■ STATED GOAL ■
How many lines in the records below contain the string "finial"? Case matters, so answer with the number only.

= = = = =

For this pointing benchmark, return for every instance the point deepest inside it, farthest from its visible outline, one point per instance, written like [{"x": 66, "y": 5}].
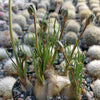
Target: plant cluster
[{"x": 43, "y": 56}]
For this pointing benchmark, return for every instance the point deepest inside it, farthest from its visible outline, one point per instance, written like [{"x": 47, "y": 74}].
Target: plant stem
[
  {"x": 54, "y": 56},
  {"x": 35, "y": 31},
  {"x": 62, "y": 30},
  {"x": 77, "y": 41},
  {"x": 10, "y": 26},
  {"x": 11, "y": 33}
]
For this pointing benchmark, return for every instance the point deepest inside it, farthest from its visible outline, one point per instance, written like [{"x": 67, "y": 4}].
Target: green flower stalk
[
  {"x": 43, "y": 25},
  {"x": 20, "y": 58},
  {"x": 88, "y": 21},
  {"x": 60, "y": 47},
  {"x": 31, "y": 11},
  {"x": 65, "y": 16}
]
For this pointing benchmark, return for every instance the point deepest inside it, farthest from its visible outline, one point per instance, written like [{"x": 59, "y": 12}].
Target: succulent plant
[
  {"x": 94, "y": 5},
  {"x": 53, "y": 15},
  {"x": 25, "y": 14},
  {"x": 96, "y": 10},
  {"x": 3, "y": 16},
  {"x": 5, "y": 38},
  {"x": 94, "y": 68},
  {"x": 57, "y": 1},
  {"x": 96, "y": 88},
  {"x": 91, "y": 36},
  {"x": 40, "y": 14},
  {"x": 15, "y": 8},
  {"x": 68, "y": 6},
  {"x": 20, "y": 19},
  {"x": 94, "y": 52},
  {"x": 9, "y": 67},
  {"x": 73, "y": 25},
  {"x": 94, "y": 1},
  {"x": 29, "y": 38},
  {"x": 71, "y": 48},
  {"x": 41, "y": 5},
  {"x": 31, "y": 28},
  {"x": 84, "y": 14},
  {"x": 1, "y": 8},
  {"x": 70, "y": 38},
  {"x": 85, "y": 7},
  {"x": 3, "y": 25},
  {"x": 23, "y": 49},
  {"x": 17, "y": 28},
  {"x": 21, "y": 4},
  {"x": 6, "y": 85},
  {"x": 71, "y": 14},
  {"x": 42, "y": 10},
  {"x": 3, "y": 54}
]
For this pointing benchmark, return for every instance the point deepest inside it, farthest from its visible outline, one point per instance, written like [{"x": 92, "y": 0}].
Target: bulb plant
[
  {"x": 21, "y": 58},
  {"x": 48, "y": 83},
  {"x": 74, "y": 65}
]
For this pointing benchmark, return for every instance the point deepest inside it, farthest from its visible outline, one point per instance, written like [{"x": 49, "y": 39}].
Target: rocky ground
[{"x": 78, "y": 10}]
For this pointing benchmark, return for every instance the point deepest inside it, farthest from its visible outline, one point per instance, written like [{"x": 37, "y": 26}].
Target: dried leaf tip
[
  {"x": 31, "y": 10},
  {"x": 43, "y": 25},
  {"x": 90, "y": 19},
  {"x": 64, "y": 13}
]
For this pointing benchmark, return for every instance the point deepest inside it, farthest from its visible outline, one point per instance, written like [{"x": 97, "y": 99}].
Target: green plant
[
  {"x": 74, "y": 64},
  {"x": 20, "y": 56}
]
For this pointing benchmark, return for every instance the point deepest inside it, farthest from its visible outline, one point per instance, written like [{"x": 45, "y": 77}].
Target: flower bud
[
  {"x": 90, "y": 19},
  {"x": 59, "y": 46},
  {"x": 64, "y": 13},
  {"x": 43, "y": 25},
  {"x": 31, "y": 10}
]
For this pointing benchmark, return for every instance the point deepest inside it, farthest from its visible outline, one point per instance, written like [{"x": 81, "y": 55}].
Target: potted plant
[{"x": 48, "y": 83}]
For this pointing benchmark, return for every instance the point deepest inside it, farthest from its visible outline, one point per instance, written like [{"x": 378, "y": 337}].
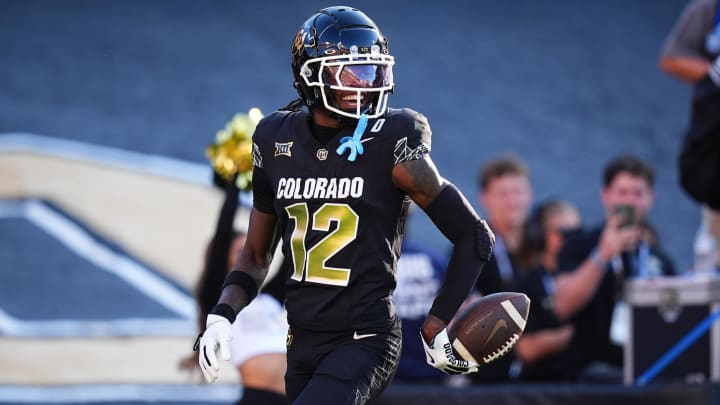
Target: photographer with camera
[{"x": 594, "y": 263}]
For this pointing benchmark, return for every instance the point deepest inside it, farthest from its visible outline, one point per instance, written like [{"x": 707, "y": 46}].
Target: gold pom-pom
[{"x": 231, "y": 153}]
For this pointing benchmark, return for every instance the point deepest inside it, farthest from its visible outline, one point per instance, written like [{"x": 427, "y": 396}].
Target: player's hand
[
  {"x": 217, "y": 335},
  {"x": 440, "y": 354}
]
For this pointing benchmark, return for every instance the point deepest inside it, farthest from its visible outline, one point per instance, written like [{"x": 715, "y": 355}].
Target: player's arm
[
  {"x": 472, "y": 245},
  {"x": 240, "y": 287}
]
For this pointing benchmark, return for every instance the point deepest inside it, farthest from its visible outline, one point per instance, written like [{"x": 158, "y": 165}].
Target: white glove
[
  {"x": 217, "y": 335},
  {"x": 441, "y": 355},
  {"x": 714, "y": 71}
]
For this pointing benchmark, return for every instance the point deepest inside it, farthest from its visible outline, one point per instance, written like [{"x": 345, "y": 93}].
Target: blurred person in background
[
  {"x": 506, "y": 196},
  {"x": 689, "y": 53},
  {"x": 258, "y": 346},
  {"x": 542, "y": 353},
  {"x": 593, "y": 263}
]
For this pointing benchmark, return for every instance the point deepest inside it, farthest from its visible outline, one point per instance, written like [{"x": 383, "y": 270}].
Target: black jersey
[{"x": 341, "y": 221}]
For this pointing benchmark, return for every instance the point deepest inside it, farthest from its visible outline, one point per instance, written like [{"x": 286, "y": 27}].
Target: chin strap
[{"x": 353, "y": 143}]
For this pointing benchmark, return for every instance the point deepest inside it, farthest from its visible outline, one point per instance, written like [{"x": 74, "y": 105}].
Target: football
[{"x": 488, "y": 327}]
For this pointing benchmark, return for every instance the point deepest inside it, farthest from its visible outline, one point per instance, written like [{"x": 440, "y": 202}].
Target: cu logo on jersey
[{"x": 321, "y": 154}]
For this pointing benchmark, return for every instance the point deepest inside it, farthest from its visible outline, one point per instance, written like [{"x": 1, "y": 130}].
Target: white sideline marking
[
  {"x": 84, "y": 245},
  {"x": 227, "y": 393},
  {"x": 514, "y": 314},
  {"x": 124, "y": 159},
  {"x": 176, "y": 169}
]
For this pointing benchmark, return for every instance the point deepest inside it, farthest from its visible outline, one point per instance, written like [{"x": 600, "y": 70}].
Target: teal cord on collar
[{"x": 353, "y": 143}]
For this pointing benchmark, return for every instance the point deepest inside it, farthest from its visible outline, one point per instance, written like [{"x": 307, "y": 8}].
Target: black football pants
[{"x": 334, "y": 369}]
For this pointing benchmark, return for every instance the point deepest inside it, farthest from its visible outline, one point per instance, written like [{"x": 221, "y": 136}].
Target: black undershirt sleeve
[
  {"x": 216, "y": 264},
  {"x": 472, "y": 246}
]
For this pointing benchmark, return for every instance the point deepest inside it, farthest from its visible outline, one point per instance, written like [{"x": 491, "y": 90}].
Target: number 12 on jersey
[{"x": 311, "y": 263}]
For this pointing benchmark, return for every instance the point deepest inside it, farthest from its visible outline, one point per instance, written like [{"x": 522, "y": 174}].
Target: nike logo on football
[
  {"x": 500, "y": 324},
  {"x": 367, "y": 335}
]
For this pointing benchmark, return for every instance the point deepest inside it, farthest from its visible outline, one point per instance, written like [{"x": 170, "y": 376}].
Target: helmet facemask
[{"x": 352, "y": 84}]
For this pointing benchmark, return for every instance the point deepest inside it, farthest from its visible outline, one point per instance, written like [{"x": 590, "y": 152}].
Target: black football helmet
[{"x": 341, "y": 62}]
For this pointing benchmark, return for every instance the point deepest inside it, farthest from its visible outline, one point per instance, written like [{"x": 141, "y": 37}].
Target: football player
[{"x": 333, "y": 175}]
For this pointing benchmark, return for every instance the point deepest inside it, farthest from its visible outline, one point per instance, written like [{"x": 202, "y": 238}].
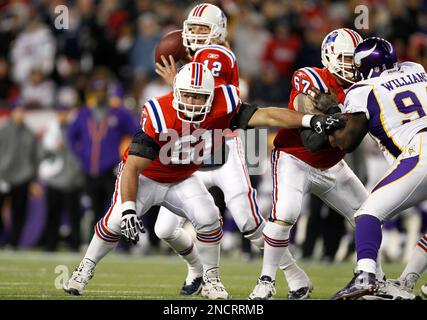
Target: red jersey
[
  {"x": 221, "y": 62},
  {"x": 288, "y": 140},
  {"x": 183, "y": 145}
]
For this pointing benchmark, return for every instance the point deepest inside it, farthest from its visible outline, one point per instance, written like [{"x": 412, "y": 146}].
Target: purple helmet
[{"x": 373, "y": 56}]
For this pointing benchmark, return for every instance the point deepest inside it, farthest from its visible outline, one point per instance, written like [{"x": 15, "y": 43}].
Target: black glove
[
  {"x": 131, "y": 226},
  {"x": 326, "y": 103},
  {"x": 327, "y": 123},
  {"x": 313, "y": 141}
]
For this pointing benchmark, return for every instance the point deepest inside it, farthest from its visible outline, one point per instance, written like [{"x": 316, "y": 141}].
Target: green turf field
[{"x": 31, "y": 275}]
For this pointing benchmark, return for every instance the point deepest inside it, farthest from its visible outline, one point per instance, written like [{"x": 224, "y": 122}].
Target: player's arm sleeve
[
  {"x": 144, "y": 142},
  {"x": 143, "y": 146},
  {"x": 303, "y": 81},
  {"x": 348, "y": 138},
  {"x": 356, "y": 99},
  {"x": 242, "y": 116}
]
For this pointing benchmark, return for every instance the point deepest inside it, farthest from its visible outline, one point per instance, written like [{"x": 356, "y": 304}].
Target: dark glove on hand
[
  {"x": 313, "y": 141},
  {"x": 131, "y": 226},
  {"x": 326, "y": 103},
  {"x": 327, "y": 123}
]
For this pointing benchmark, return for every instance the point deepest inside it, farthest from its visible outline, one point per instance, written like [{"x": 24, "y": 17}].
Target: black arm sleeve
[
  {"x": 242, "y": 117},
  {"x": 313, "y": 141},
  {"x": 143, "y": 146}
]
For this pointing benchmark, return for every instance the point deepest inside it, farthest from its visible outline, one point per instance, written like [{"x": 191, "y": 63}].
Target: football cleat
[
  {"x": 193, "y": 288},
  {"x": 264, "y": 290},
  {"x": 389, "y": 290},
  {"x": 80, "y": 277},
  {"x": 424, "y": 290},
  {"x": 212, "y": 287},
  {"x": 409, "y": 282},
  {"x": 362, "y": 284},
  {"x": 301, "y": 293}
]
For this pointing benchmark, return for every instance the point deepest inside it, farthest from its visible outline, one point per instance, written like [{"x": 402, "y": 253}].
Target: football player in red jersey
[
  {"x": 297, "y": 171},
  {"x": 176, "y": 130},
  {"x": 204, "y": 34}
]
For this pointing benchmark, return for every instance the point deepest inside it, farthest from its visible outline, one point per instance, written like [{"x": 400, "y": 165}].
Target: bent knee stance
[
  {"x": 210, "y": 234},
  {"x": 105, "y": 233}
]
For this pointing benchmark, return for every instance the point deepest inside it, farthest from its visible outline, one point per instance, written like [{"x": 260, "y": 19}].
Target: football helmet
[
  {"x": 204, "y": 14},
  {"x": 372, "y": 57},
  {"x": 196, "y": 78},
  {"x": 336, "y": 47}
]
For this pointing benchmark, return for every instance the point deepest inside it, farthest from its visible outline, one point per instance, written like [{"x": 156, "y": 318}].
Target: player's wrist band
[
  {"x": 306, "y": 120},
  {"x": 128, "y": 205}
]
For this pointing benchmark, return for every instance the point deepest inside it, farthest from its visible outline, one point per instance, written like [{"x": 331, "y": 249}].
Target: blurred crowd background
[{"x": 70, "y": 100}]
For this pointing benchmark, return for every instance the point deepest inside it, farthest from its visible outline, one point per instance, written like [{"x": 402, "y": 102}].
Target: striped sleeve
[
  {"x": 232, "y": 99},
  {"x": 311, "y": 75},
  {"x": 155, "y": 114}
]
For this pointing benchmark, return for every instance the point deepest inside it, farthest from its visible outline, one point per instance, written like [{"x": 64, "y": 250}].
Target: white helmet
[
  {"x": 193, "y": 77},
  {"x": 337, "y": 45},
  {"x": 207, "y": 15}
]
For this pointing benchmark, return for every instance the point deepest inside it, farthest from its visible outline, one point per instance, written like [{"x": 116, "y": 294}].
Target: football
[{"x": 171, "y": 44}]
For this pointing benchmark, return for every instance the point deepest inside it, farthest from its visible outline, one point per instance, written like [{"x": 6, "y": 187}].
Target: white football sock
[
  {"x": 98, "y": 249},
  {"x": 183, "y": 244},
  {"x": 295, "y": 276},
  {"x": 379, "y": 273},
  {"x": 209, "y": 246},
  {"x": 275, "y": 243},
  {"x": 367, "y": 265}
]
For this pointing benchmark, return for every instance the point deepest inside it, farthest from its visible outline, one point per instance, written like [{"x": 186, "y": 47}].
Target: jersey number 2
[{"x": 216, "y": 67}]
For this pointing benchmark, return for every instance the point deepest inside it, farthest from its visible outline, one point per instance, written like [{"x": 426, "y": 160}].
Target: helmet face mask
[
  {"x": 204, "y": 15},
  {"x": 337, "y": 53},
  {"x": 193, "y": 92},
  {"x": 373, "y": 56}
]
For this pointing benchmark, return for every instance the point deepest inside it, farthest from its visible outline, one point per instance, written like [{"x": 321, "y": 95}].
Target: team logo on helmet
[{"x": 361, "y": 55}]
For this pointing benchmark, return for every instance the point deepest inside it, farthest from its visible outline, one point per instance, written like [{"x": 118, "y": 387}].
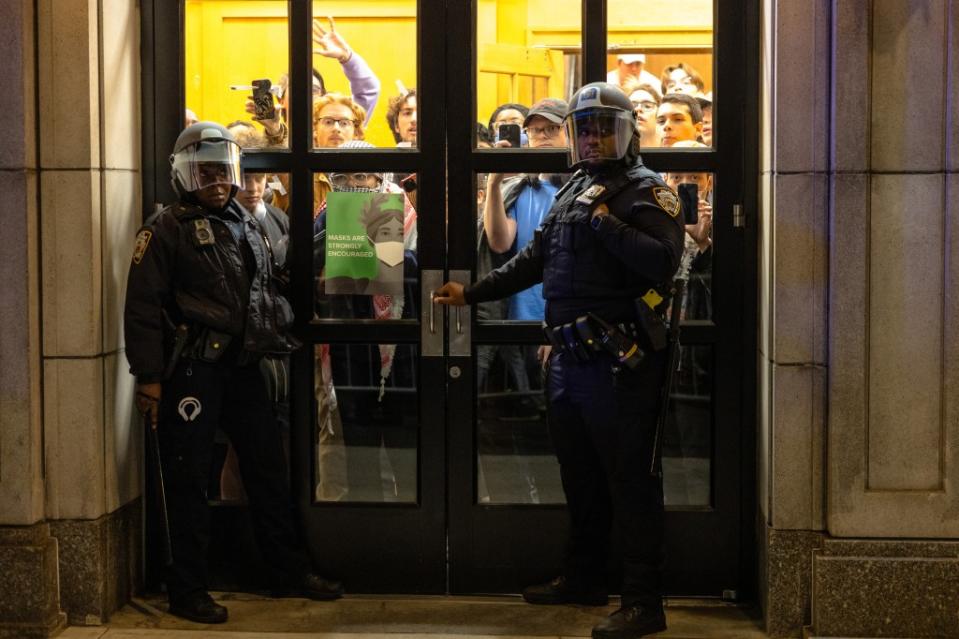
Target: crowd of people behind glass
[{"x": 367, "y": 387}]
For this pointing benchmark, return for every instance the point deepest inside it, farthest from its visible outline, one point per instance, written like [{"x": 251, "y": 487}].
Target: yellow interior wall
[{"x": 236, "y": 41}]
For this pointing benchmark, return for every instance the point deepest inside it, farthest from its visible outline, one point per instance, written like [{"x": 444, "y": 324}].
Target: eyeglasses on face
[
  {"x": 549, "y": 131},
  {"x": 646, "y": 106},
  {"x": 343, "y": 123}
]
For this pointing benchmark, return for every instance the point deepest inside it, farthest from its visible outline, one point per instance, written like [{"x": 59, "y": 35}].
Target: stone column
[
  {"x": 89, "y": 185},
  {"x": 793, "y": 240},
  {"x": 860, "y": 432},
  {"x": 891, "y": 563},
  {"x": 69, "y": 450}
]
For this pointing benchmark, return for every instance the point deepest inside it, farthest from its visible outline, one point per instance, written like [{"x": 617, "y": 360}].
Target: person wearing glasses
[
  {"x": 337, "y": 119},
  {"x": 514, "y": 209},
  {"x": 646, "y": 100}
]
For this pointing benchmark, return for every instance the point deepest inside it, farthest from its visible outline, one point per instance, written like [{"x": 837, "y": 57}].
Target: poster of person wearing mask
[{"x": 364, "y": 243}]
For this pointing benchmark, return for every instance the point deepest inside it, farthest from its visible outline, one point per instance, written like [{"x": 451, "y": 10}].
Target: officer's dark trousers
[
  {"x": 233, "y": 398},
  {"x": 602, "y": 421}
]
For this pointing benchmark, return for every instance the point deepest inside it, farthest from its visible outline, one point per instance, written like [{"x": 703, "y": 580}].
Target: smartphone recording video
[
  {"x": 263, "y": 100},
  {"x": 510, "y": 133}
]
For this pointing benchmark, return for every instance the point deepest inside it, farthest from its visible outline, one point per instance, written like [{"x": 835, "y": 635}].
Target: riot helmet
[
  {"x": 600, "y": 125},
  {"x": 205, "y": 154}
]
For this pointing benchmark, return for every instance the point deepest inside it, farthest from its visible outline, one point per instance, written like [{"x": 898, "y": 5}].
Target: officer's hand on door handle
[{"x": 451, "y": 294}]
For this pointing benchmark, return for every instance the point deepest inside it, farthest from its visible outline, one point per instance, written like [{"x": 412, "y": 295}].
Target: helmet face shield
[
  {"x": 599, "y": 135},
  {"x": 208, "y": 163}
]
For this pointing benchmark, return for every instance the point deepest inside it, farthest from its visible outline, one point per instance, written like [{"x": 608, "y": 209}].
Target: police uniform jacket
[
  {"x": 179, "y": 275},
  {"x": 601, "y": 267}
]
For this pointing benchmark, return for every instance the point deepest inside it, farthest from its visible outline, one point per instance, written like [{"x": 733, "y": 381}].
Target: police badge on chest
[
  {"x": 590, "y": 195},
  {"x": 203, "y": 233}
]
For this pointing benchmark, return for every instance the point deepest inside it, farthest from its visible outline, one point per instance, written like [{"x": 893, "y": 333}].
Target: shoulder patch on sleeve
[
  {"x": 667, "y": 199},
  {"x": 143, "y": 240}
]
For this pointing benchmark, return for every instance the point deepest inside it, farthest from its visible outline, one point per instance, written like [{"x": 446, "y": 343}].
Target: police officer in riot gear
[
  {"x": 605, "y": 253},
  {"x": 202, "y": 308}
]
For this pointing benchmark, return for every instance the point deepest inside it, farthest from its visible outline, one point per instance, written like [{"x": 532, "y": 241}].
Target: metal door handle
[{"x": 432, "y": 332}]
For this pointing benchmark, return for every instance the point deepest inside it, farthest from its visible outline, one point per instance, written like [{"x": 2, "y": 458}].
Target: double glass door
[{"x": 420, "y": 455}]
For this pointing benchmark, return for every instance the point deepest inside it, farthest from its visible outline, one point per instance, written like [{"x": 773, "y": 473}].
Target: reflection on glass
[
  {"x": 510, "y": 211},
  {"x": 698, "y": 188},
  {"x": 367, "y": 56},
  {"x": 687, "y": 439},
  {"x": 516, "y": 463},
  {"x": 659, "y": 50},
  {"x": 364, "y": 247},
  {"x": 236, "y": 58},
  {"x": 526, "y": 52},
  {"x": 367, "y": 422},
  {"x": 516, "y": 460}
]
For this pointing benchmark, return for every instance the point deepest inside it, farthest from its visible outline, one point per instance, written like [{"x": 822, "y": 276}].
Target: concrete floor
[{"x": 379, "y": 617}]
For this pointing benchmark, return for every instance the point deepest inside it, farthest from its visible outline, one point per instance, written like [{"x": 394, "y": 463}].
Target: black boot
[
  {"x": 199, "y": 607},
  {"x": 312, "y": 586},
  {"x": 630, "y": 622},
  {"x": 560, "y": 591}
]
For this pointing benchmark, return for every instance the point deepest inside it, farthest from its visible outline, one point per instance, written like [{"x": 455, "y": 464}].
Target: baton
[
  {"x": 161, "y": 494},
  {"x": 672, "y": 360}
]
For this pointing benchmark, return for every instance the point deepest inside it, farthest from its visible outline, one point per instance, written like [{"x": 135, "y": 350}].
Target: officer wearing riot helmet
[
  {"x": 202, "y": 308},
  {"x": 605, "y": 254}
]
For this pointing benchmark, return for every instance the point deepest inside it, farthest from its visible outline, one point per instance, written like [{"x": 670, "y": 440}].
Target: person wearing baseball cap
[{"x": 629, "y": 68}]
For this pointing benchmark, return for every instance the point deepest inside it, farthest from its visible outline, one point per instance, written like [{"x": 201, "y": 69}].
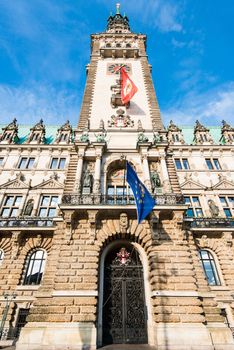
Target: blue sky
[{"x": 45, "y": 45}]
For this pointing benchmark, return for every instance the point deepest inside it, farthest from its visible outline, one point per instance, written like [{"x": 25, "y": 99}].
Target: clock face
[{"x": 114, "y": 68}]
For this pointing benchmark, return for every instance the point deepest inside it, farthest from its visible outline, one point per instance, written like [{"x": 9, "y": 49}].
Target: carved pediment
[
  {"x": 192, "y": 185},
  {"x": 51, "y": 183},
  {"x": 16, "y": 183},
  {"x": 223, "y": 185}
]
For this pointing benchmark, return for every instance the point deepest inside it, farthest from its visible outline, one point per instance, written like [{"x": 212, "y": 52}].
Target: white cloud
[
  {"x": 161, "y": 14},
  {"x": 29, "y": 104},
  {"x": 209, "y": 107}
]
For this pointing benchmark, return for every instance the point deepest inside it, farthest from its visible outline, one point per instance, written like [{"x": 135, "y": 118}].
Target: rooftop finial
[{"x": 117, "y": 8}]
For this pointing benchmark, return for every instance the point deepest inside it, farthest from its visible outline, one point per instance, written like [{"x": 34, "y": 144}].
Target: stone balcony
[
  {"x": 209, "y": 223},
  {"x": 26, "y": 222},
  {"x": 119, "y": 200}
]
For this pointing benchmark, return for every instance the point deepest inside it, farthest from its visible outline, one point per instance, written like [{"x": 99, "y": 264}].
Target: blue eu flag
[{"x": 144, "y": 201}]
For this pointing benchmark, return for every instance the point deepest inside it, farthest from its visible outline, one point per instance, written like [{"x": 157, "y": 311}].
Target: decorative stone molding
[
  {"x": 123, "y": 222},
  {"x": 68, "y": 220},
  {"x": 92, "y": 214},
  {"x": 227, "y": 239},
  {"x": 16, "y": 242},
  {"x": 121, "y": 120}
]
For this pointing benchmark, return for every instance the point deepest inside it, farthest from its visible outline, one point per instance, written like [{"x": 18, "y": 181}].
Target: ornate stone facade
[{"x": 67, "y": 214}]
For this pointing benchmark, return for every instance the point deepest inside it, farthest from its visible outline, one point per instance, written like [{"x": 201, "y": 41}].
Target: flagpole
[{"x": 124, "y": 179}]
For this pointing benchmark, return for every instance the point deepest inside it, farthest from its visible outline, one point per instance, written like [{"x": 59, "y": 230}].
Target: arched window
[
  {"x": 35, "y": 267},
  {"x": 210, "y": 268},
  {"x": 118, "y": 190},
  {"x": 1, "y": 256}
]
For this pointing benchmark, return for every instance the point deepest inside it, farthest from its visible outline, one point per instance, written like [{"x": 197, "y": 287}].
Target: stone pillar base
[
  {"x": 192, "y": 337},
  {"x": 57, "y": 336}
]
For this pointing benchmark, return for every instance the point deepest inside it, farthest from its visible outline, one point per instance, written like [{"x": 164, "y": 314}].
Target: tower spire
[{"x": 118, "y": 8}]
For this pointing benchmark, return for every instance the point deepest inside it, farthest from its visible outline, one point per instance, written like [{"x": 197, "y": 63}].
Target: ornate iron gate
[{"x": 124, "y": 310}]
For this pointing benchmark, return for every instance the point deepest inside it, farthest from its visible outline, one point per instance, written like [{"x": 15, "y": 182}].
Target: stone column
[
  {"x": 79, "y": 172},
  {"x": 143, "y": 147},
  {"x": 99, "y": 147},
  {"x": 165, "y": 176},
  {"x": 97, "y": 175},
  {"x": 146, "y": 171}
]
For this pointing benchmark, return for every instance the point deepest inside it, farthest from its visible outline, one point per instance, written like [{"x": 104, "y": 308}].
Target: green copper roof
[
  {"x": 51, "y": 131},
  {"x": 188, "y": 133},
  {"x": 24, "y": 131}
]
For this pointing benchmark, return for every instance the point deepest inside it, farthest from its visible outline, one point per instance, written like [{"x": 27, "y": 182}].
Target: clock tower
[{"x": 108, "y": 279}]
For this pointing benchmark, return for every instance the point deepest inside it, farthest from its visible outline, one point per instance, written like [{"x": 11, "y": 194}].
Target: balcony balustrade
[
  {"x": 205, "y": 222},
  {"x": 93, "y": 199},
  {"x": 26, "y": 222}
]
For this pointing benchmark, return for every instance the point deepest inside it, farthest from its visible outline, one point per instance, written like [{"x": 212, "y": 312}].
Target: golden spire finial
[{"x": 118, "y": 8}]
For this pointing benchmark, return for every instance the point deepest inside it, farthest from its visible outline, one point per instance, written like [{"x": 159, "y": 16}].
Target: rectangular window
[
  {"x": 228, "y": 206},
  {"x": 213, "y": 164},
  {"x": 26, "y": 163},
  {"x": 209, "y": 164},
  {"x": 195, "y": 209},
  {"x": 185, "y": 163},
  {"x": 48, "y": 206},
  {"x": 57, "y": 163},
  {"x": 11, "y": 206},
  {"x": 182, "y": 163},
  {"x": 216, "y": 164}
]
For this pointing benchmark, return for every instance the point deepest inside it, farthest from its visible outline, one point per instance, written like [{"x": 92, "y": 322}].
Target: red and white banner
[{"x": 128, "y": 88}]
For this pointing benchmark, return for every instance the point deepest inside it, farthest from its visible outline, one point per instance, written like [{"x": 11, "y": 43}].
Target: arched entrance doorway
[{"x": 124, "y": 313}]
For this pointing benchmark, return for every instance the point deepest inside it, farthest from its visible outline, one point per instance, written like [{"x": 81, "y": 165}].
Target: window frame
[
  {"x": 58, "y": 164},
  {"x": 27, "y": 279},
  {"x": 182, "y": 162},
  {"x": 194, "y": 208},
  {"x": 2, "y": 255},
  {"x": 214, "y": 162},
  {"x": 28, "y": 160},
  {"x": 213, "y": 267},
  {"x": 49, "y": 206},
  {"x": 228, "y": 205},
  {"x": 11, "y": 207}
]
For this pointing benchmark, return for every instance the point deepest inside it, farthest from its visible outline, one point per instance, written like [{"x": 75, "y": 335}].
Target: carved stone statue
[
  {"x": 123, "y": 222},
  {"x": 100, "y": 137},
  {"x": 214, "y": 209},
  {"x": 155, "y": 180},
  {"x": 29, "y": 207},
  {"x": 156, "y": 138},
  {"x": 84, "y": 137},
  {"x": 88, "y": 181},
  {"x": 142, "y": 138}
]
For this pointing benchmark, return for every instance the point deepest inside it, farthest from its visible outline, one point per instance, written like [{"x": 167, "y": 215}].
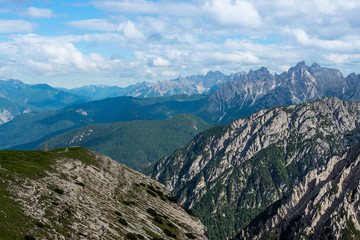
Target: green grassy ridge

= = = = =

■ ANSWER TO THE EXERCISE ■
2